• TASK GOAL: The answer should consist of each line below that contains the word "water".

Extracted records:
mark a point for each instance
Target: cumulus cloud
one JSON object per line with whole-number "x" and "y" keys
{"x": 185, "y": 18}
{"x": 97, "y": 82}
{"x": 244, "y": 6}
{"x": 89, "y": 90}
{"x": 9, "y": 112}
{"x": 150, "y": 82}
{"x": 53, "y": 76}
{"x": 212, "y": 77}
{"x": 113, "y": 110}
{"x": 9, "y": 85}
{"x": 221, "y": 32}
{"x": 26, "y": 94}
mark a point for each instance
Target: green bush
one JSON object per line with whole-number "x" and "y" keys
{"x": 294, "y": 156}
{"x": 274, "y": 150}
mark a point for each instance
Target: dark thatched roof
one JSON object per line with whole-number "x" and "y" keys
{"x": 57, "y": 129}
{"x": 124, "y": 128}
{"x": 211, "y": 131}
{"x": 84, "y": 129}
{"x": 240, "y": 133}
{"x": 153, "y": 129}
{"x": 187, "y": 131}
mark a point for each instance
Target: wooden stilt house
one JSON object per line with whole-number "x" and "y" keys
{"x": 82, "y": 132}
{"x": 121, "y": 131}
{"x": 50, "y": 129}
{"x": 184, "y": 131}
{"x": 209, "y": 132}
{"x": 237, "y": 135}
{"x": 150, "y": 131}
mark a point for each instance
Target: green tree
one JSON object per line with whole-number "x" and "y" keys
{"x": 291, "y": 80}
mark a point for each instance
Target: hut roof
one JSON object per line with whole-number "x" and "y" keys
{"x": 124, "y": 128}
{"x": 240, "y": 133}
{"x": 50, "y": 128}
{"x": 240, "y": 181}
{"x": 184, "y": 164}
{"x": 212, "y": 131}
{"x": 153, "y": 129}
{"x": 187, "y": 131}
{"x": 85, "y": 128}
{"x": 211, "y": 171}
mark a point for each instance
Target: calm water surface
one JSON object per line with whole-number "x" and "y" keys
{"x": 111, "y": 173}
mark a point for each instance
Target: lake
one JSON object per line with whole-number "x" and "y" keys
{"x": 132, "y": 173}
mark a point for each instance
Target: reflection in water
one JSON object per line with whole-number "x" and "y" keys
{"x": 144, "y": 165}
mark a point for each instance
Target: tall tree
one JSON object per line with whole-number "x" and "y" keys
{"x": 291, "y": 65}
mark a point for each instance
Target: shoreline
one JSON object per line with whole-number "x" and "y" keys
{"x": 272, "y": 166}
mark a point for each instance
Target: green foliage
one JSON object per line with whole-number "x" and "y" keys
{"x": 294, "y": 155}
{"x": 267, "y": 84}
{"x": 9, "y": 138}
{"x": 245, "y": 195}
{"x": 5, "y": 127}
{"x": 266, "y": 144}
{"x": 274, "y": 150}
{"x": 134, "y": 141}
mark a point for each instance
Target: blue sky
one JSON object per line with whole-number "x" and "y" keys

• WRITTEN REPLY:
Target: calm water surface
Target: reflection in water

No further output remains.